WHAT THIS TASK INVOLVES |
Take the line containing "The component shall return one point per instance of the tire" and all lines after it to the end of the records, and output them exactly.
....
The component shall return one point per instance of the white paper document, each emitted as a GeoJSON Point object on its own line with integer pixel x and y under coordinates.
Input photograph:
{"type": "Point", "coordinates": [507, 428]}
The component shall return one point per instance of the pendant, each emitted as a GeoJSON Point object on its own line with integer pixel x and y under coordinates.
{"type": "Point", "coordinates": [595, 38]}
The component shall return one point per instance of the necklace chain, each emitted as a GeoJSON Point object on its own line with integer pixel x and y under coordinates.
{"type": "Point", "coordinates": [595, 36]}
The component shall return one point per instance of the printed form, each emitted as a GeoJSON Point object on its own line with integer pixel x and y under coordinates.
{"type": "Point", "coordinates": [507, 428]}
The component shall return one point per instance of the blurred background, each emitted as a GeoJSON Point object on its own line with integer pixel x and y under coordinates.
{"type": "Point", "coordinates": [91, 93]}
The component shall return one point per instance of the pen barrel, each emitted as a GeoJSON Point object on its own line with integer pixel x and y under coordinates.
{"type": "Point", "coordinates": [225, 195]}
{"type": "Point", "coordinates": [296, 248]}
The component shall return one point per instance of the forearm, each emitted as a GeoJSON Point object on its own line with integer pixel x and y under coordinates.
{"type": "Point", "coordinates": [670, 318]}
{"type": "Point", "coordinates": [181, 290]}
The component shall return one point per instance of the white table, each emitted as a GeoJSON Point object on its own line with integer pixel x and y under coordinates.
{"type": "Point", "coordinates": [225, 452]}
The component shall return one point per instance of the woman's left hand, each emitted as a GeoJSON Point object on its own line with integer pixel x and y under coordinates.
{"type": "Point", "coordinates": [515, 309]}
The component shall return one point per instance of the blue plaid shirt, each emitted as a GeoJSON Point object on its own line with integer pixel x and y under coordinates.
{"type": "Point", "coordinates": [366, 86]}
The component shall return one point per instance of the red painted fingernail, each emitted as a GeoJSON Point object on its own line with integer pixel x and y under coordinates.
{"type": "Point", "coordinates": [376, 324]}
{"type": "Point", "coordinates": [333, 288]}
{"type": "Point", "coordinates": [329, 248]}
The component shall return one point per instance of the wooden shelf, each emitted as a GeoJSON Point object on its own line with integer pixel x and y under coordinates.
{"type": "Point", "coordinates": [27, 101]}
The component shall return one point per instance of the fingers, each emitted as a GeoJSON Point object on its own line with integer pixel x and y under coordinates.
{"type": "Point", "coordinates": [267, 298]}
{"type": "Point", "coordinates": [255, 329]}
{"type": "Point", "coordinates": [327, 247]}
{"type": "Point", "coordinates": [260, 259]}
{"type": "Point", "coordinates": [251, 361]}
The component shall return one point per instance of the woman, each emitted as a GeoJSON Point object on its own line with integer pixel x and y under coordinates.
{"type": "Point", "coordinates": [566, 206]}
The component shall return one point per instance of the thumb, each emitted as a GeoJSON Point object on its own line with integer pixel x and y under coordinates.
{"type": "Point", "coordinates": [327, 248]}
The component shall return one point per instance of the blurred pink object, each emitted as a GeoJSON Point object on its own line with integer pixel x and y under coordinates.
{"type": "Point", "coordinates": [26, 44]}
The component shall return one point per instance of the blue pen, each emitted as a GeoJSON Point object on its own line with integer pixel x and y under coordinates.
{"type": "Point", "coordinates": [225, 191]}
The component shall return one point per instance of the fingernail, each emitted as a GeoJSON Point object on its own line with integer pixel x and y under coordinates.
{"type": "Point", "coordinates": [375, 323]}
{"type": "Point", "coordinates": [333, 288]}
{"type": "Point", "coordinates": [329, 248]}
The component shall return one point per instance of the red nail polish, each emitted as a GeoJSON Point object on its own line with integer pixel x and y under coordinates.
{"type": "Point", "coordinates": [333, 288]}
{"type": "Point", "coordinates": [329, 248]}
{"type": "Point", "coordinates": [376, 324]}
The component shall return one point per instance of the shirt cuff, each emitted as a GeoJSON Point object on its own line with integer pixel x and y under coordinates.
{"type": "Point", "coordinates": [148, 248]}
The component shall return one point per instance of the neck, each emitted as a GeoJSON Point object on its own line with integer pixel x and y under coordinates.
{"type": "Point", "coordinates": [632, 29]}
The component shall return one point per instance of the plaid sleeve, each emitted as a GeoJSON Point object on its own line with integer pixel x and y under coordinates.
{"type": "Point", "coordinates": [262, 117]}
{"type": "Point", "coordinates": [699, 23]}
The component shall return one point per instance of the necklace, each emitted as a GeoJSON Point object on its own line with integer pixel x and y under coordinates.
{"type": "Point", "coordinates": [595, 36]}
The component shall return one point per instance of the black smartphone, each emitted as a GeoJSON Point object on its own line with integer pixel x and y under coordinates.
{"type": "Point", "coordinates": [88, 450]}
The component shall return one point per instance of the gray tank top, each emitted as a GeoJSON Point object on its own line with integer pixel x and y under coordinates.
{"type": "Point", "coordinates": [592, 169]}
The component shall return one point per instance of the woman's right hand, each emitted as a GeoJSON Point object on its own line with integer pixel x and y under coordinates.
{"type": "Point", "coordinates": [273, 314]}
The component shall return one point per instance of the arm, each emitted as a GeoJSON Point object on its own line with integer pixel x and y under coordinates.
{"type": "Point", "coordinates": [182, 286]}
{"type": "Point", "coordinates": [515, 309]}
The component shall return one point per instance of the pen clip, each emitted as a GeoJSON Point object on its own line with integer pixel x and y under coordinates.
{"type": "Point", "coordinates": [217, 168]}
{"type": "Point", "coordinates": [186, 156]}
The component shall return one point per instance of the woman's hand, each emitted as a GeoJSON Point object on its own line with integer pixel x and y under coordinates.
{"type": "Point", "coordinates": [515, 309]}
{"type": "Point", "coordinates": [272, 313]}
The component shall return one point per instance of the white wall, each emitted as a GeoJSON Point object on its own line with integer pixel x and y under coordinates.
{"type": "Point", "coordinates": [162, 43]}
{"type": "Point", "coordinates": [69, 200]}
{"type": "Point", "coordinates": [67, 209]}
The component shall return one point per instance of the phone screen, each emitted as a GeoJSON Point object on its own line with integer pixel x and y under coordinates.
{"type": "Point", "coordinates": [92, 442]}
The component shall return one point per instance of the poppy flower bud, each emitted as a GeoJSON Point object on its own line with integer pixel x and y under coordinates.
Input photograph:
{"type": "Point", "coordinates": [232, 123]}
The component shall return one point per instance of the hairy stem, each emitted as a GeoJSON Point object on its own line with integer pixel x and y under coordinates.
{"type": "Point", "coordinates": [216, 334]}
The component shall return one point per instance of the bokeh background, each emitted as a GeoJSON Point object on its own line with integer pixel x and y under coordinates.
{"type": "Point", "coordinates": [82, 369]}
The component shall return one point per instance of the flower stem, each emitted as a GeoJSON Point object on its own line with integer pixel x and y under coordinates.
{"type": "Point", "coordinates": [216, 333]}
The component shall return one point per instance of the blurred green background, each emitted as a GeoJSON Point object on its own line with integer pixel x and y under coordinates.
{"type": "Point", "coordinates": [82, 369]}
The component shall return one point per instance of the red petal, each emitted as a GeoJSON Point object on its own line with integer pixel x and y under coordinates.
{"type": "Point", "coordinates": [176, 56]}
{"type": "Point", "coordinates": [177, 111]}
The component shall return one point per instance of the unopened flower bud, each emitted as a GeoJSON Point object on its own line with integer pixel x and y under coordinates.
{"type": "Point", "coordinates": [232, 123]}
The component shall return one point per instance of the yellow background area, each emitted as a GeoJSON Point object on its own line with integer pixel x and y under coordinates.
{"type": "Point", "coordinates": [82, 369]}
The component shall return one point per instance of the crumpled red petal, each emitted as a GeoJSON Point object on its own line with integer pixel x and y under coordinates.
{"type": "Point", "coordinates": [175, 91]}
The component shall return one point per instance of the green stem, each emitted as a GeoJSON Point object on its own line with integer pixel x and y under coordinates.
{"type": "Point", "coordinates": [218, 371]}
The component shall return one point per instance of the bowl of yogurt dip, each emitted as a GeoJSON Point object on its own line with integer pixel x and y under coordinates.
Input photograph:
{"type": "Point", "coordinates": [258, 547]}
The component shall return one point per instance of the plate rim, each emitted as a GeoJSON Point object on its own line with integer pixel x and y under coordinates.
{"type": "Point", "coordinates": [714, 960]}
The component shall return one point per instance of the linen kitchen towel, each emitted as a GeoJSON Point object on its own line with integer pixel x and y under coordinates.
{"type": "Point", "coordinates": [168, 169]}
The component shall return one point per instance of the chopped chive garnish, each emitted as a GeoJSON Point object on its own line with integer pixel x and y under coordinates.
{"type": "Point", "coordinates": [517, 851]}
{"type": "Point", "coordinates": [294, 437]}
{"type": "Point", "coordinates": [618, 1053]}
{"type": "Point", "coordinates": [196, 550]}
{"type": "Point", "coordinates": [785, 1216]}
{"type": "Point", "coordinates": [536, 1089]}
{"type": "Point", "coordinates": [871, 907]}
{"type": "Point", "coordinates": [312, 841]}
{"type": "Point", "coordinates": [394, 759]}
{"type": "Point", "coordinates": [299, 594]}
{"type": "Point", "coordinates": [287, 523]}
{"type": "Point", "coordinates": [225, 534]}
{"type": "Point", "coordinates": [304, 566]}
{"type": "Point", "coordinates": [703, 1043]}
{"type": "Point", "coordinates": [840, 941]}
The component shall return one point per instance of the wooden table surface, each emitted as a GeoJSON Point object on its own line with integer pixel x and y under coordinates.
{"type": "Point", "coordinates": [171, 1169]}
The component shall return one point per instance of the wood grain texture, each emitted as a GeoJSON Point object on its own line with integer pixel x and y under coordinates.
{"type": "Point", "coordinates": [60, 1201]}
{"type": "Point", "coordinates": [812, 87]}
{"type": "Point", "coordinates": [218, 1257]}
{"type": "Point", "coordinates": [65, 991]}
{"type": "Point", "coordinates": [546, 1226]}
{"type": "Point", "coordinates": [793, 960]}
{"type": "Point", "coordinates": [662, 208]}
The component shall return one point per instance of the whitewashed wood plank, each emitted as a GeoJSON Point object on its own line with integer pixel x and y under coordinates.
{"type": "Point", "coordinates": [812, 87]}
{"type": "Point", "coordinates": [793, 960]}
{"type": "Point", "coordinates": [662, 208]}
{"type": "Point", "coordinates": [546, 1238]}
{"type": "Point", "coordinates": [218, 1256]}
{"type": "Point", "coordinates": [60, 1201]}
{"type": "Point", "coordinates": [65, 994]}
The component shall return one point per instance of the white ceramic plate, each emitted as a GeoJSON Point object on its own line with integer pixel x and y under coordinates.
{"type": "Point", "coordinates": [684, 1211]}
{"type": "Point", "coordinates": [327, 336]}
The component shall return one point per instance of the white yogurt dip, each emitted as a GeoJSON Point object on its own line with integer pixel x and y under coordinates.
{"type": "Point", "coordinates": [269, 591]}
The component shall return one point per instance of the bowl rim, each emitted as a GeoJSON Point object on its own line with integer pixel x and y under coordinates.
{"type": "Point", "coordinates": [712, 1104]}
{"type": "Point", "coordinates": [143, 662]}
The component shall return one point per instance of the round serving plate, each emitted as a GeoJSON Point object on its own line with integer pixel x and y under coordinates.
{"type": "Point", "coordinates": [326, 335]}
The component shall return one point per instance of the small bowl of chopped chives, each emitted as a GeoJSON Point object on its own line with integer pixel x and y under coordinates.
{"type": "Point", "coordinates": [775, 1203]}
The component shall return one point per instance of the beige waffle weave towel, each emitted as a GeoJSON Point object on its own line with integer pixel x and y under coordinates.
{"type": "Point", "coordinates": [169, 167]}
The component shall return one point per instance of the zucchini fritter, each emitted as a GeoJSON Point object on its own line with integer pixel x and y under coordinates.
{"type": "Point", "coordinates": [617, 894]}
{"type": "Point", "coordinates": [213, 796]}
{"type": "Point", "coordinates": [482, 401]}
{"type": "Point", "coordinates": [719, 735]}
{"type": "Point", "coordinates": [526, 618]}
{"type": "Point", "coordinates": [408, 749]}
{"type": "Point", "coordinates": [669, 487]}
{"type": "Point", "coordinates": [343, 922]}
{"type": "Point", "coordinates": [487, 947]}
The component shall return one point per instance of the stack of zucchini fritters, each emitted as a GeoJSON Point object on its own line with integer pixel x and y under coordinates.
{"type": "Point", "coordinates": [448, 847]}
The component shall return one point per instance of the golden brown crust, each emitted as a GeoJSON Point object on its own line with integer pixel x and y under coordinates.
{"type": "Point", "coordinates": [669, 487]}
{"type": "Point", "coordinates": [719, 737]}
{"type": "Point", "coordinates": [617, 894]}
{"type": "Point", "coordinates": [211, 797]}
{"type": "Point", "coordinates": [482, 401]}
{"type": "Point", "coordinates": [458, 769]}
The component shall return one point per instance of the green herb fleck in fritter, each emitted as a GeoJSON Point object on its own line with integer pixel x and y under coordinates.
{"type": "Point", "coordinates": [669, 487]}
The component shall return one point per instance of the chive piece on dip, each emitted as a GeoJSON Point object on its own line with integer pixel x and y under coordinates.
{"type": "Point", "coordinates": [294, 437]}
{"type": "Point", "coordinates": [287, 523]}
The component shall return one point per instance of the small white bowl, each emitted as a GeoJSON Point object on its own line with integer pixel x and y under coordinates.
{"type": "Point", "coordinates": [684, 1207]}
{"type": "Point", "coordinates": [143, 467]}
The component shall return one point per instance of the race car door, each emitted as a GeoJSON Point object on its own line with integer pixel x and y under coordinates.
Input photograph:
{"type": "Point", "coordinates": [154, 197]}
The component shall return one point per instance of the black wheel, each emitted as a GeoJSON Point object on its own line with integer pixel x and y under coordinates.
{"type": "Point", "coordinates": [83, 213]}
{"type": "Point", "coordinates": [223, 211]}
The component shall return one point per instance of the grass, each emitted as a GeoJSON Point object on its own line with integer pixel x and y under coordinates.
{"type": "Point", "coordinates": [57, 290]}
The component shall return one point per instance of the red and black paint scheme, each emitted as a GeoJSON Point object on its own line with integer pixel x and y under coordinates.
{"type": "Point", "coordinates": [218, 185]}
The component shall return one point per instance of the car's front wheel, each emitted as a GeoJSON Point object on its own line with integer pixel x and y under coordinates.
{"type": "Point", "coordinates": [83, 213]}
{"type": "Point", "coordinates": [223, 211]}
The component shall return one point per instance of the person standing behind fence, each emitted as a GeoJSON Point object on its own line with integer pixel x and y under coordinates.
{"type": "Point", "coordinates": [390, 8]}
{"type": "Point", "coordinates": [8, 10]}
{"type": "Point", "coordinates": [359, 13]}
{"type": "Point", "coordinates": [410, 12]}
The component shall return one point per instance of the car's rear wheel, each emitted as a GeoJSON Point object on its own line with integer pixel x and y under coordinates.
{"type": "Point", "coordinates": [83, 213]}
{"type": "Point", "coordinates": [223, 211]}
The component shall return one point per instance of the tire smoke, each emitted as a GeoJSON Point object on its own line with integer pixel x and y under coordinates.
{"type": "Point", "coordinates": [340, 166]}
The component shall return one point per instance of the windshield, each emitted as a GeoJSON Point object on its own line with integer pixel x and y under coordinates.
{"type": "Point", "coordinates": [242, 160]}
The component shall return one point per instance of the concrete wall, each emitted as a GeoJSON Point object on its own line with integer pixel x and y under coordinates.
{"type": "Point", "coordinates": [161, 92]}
....
FULL OUTPUT |
The component shall return one point per instance of the tire smoke, each emitted as a GeoJSON Point object on its own line with integer pixel x and y under coordinates.
{"type": "Point", "coordinates": [340, 166]}
The component shall return one point per instance of the windshield, each emitted as a GeoJSON Point object on its own line with integer pixel x and y under coordinates.
{"type": "Point", "coordinates": [242, 160]}
The component shall return one point per instance of the concrete wall, each emitted as a GeoJSON Point object on its own line with integer pixel x and y under coordinates.
{"type": "Point", "coordinates": [161, 92]}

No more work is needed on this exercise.